The UAE Ministry of Finance has issued Ministerial Decision No. 24 of 2026, setting out the detailed implementation rules for the country’s first Research and Development (R&D) Tax Credit regime under the Corporate Tax framework.

Effective for tax periods beginning on or after January 1, 2026, the regime introduces a tiered credit structure of 15 per cent, 35 per cent and 50 per cent, linked to both qualifying R&D expenditure and the number of R&D staff employed. The maximum qualifying expenditure is capped at Dh5 million per entity or Tax Group per year.

“The R&D Tax Credit is a landmark development, but it is not a simple year-end adjustment. The dual-threshold design means this is as much a workforce planning exercise as a tax planning one. Businesses need to understand that pre-approval from the Council is mandatory before any credit can be claimed — this is a precondition, not an administrative formality,” said Nimish Goel, Leader Middle East, Dhruva, a Ryan LLC Affiliate.

Khaleej Times spoke to the veteran tax expert to understand how the new regime works.

What are the key features of the UAE’s new tiered R&D Tax Credit structure introduced under Ministerial Decision No. 24 of 2026?

For the first time, the UAE has embedded a progressive R&D tax credit directly into its corporate tax framework. The structure is deliberately tiered and links the rate of credit to two variables simultaneously: the amount of qualifying R&D expenditure and the size of an entity’s R&D workforce.

Under the framework, the first Dh1 million of qualifying expenditure attracts a 15 per cent credit. Expenditure between Dh1 million and Dh2 million is credited at 35 per cent, while spending from Dh2 million up to the Dh5 million annual cap attracts the maximum rate of 50 per cent. Each tier, however, is conditional on meeting minimum R&D headcount thresholds — two employees for the first tier, six for the second, and fourteen for the third.

Qualifying expenditure falls into three categories: staff costs, consumables, and subcontracting fees paid to UAE-based contractors. Staff costs benefit from a 30 per cent overhead uplift, recognising indirect employment costs. Intra-group transactions are excluded entirely, meaning groups with centralised R&D structures will need to reassess cost allocation models.

The regime is anchored to international standards. Qualifying activities must meet all five criteria under the OECD Frascati Manual — novelty, creativity, uncertainty, systematic execution, and transferability or reproducibility. Only R&D conducted within the UAE qualifies, while activities in social sciences, humanities and the arts are excluded.

Why is mandatory pre-approval from the Council critical for businesses seeking to claim the credit?

Mandatory pre-approval is one of the most consequential features of the regime. Unlike self-assessment models used in many jurisdictions, pre-approval is a strict precondition. If approval is not obtained before filing, the credit cannot be claimed retrospectively, even if qualifying expenditure has been incurred.

This fundamentally shifts the compliance mindset. Businesses must assess eligibility and prepare documentation early, rather than treating the credit as a year-end tax optimisation. The approval process is supported by ongoing reporting obligations and a seven-year record-keeping requirement covering R&D objectives, methodologies, experiments and outcomes.

Businesses that view the credit as a one-off adjustment rather than a continuous operational process risk falling short.

For multinationals, the pre-approval requirement also interacts with the five-year clawback provision. If an entity’s status changes — for example, if it becomes a Qualifying Free Zone Person or relocates outside the UAE — previously claimed credits may be recovered.

*Dataset excerpts*

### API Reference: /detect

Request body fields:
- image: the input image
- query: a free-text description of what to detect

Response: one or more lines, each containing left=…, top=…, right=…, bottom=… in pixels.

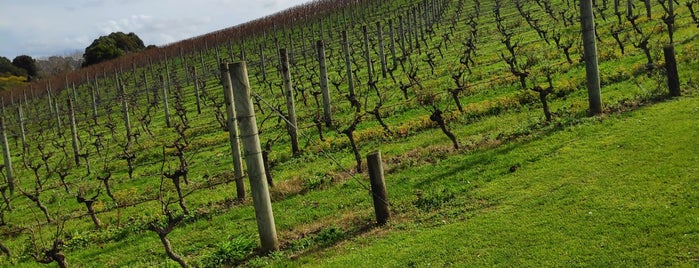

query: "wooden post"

left=117, top=78, right=133, bottom=145
left=388, top=20, right=398, bottom=70
left=366, top=151, right=391, bottom=225
left=626, top=0, right=633, bottom=18
left=53, top=96, right=63, bottom=137
left=68, top=98, right=80, bottom=166
left=279, top=48, right=300, bottom=155
left=259, top=43, right=267, bottom=81
left=376, top=21, right=388, bottom=78
left=398, top=16, right=407, bottom=57
left=580, top=0, right=602, bottom=115
left=362, top=25, right=374, bottom=83
left=316, top=40, right=333, bottom=127
left=342, top=30, right=355, bottom=98
left=643, top=0, right=653, bottom=19
left=192, top=64, right=202, bottom=114
left=17, top=103, right=27, bottom=149
left=0, top=116, right=15, bottom=194
left=88, top=84, right=97, bottom=125
left=228, top=62, right=279, bottom=252
left=221, top=63, right=250, bottom=200
left=163, top=55, right=171, bottom=127
left=663, top=44, right=682, bottom=97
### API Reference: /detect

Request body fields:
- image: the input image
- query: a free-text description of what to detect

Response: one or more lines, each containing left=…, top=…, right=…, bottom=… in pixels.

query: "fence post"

left=223, top=63, right=250, bottom=200
left=0, top=116, right=15, bottom=194
left=192, top=64, right=202, bottom=114
left=366, top=151, right=391, bottom=225
left=663, top=44, right=682, bottom=97
left=316, top=40, right=333, bottom=127
left=580, top=0, right=602, bottom=115
left=117, top=78, right=133, bottom=146
left=376, top=21, right=388, bottom=78
left=279, top=48, right=300, bottom=155
left=228, top=62, right=279, bottom=252
left=67, top=98, right=80, bottom=166
left=160, top=55, right=172, bottom=127
left=342, top=30, right=355, bottom=99
left=17, top=103, right=28, bottom=151
left=362, top=25, right=374, bottom=84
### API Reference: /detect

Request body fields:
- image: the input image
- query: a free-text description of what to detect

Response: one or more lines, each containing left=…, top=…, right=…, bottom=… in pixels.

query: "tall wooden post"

left=316, top=40, right=333, bottom=127
left=117, top=78, right=133, bottom=145
left=228, top=62, right=279, bottom=252
left=580, top=0, right=602, bottom=115
left=17, top=103, right=27, bottom=150
left=342, top=30, right=355, bottom=98
left=376, top=21, right=388, bottom=78
left=221, top=63, right=245, bottom=200
left=192, top=64, right=202, bottom=114
left=0, top=116, right=15, bottom=194
left=362, top=25, right=374, bottom=83
left=68, top=98, right=80, bottom=166
left=663, top=44, right=682, bottom=97
left=163, top=55, right=171, bottom=127
left=366, top=151, right=391, bottom=225
left=88, top=82, right=98, bottom=125
left=279, top=48, right=300, bottom=155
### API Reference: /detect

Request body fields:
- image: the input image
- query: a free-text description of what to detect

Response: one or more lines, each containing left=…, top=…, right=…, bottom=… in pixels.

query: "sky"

left=0, top=0, right=308, bottom=60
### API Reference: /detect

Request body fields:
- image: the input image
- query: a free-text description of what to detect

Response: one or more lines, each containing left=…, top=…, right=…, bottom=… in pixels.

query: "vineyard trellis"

left=0, top=0, right=699, bottom=264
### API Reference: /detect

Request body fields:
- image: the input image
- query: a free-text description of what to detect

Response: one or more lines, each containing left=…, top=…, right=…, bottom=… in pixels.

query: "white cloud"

left=0, top=0, right=307, bottom=58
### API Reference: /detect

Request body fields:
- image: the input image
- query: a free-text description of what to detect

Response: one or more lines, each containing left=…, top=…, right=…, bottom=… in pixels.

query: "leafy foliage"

left=12, top=55, right=39, bottom=81
left=83, top=32, right=146, bottom=67
left=202, top=236, right=257, bottom=267
left=0, top=57, right=27, bottom=76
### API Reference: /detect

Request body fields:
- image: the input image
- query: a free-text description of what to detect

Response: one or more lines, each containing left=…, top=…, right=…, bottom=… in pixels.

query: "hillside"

left=0, top=0, right=699, bottom=267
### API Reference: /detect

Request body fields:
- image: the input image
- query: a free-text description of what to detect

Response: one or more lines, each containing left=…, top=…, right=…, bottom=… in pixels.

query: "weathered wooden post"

left=342, top=30, right=355, bottom=98
left=258, top=43, right=267, bottom=81
left=0, top=116, right=15, bottom=194
left=316, top=40, right=333, bottom=127
left=362, top=25, right=374, bottom=84
left=663, top=44, right=682, bottom=97
left=580, top=0, right=602, bottom=115
left=53, top=95, right=63, bottom=137
left=279, top=48, right=300, bottom=155
left=67, top=98, right=80, bottom=166
left=228, top=62, right=279, bottom=252
left=366, top=151, right=391, bottom=225
left=376, top=21, right=388, bottom=78
left=117, top=78, right=133, bottom=145
left=221, top=63, right=245, bottom=200
left=17, top=104, right=27, bottom=151
left=192, top=64, right=202, bottom=114
left=88, top=82, right=98, bottom=125
left=161, top=55, right=172, bottom=127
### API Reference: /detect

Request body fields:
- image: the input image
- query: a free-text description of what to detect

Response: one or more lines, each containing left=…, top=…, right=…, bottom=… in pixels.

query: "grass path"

left=280, top=96, right=699, bottom=267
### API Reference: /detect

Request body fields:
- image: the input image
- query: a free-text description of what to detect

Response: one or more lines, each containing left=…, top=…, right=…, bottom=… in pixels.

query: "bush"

left=413, top=188, right=454, bottom=211
left=202, top=236, right=257, bottom=267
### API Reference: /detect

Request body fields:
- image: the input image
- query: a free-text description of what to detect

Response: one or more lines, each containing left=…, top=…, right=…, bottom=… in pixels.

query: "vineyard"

left=0, top=0, right=699, bottom=267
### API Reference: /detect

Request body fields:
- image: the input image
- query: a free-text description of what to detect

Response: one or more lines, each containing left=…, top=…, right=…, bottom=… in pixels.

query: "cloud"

left=97, top=14, right=212, bottom=45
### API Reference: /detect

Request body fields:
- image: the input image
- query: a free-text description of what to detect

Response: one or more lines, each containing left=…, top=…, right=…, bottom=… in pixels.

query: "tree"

left=0, top=57, right=27, bottom=76
left=12, top=55, right=39, bottom=81
left=82, top=32, right=146, bottom=67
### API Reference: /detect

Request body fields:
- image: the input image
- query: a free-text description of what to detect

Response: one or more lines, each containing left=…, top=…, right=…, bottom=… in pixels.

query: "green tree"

left=12, top=55, right=39, bottom=81
left=83, top=32, right=146, bottom=67
left=0, top=57, right=27, bottom=76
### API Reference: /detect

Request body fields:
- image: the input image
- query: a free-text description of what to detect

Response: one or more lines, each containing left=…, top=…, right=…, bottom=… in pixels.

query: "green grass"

left=0, top=1, right=699, bottom=267
left=280, top=93, right=699, bottom=267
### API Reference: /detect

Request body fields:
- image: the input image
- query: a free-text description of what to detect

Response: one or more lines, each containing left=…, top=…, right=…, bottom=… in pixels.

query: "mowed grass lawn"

left=278, top=93, right=699, bottom=267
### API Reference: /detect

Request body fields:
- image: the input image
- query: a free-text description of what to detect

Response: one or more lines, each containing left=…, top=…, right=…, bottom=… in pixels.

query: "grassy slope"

left=0, top=0, right=699, bottom=267
left=277, top=96, right=699, bottom=267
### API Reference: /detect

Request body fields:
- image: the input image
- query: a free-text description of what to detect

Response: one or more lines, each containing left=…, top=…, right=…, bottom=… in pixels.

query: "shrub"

left=202, top=236, right=257, bottom=267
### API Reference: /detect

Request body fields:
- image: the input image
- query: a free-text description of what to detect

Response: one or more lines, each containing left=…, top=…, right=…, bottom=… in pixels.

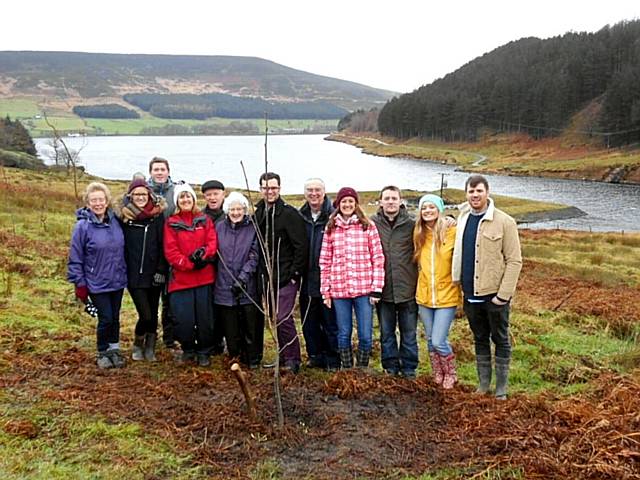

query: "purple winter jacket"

left=67, top=207, right=127, bottom=293
left=213, top=215, right=258, bottom=307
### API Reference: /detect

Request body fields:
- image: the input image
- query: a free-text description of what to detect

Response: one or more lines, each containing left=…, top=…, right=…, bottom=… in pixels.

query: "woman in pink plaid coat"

left=320, top=187, right=384, bottom=368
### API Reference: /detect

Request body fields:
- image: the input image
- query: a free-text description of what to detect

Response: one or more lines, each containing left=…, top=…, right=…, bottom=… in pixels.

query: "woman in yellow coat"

left=413, top=194, right=461, bottom=389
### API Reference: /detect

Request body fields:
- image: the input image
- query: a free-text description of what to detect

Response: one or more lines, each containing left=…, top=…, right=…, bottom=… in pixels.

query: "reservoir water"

left=36, top=135, right=640, bottom=232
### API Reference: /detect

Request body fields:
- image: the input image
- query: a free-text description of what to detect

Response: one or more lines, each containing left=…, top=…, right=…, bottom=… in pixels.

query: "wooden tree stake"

left=231, top=363, right=256, bottom=420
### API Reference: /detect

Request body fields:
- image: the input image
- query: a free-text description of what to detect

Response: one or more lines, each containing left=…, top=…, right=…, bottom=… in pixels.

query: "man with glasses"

left=255, top=172, right=308, bottom=373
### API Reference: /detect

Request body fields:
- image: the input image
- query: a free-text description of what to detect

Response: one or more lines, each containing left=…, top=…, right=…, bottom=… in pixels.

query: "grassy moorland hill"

left=0, top=51, right=394, bottom=136
left=0, top=168, right=640, bottom=480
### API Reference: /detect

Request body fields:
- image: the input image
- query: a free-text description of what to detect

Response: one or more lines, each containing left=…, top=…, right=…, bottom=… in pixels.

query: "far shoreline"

left=325, top=132, right=640, bottom=185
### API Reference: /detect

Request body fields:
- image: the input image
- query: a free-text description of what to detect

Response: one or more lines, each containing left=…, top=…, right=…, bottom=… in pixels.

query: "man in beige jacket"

left=452, top=175, right=522, bottom=400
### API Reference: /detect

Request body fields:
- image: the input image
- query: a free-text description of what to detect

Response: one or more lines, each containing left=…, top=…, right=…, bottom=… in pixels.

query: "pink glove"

left=76, top=285, right=89, bottom=303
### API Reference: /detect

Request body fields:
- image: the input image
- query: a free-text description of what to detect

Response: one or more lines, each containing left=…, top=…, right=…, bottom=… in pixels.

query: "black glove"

left=189, top=247, right=207, bottom=270
left=231, top=280, right=247, bottom=300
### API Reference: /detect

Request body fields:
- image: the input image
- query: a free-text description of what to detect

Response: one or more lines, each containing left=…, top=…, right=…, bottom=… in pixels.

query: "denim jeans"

left=464, top=300, right=511, bottom=358
left=129, top=287, right=162, bottom=336
left=332, top=295, right=373, bottom=352
left=300, top=293, right=340, bottom=368
left=376, top=300, right=418, bottom=373
left=418, top=305, right=456, bottom=357
left=89, top=289, right=124, bottom=352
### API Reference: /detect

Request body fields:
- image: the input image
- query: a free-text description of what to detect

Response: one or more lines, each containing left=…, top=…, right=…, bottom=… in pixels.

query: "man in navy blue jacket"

left=300, top=178, right=340, bottom=372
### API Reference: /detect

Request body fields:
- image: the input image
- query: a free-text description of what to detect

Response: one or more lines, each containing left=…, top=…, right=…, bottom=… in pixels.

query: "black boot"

left=144, top=333, right=158, bottom=362
left=131, top=335, right=145, bottom=362
left=356, top=349, right=371, bottom=368
left=338, top=348, right=353, bottom=370
left=476, top=355, right=491, bottom=394
left=496, top=357, right=511, bottom=400
left=106, top=348, right=127, bottom=368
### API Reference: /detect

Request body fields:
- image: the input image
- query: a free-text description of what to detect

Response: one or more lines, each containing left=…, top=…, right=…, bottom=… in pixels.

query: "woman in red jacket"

left=320, top=187, right=384, bottom=368
left=164, top=184, right=218, bottom=367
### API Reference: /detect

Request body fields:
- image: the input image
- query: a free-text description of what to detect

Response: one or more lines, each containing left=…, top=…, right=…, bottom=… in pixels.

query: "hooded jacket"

left=67, top=207, right=127, bottom=293
left=213, top=215, right=259, bottom=307
left=320, top=215, right=384, bottom=299
left=255, top=198, right=309, bottom=288
left=164, top=212, right=218, bottom=293
left=115, top=197, right=168, bottom=289
left=147, top=177, right=184, bottom=219
left=371, top=205, right=418, bottom=303
left=300, top=196, right=334, bottom=297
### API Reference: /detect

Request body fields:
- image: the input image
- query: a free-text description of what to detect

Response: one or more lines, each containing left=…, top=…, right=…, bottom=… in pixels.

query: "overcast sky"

left=0, top=0, right=640, bottom=92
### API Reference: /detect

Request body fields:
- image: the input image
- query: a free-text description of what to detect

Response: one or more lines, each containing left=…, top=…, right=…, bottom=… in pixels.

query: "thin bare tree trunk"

left=231, top=363, right=256, bottom=420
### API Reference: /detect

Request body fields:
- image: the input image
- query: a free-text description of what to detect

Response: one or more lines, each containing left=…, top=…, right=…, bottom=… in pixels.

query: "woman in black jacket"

left=118, top=179, right=167, bottom=362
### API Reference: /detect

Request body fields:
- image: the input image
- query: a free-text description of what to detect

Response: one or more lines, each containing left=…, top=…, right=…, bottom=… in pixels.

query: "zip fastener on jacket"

left=431, top=232, right=437, bottom=308
left=139, top=223, right=149, bottom=275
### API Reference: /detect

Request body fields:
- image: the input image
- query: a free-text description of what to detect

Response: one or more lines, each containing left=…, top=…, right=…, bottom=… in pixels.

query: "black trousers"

left=300, top=294, right=340, bottom=368
left=162, top=284, right=176, bottom=347
left=129, top=287, right=162, bottom=336
left=464, top=300, right=511, bottom=358
left=170, top=285, right=213, bottom=355
left=216, top=303, right=264, bottom=365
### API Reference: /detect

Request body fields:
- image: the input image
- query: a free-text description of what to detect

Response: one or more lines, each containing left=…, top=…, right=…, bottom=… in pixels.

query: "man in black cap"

*What this exercise asks*
1. Pick out every line of the entries that contains the word "tree", treating uppercase and lowercase as different.
2. Carry on writing the text on the UAE R&D Tax Credit, starting right after its final sentence.
The entries are unrelated to the text on the UAE R&D Tax Credit.

*Results of the exercise*
1.
query: "tree"
query: "green tree"
query: "wooden tree stake"
query: "thin bare tree trunk"

2.
Nimish Goel, Leader Middle East, Dhruva, a Ryan LLC Affiliate.

How does the dual-threshold system linking expenditure and R&D headcount affect workforce planning?

The dual-threshold design materially alters how businesses approach R&D planning. Access to higher credit tiers depends not just on spending, but on maintaining the required R&D headcount at the same time. This creates clear cliff-edge effects.

A business that exceeds the Dh2 million expenditure threshold but employs fewer than 14 R&D staff will not qualify for the 50 per cent tier and will fall back to the highest tier where both conditions are met. The difference in credit value can be significant.

As a result, workforce composition, hiring decisions and engagement models now carry tax implications. Whether R&D staff are directly employed or outsourced, how roles are defined, and how time is allocated across projects all become relevant.

There is also a definitional challenge. Headcount qualification is not simply a payroll issue but a functional one. Employees must be demonstrably engaged in qualifying R&D activities under the Frascati criteria. Clear role definitions, time tracking and project documentation will be essential to substantiate headcount at each tier.

What activities and costs qualify, and what exclusions should companies be aware of?

To qualify, R&D activities must satisfy all five Frascati criteria. The work must advance knowledge rather than replicate existing solutions, involve genuine technical uncertainty, follow a systematic methodology, and produce results that are transferable or reproducible.

Activities in social sciences, humanities and the arts are expressly excluded, as is R&D conducted outside the UAE. This territorial limitation is particularly relevant for multinational groups with cross-border R&D models.

On the cost side, qualifying expenditure includes staff costs (with the 30 per cent uplift), consumables used directly in R&D, and subcontracting fees paid to UAE-based third parties. Intra-group payments are excluded, a policy choice that has significant implications for groups operating centralised R&D hubs.

The Dh5 million annual cap per entity or Tax Group further limits the benefit and should be factored into financial modelling, especially where multiple group entities undertake R&D independently.

How does the non-refundable nature of the credit interact with Pillar Two and the UAE’s Domestic Minimum Top-up Tax?

This is one of the most technically complex aspects of the regime for multinational groups. Because the R&D tax credit is non-refundable, it is likely to be treated under the Global Anti-Base Erosion (GloBE) rules as a reduction in covered taxes rather than as income.

This distinction matters. A non-refundable credit reduces the jurisdictional Effective Tax Rate, which can increase Top-up Tax exposure under the UAE’s Domestic Minimum Top-up Tax for groups operating near the 15 per cent minimum rate. In some cases, the corporate tax saving from the credit may be partially or fully offset by higher Top-up Tax.

The Ministerial Decision does provide partial mitigation. Unutilised credits may be applied directly against Top-up Tax through the Domestic Group, reducing the net impact. However, this does not eliminate the ETR compression risk.

For groups using cost contribution arrangements, only the arm’s length share attributable to UAE-based R&D qualifies, adding a transfer pricing dimension to the analysis.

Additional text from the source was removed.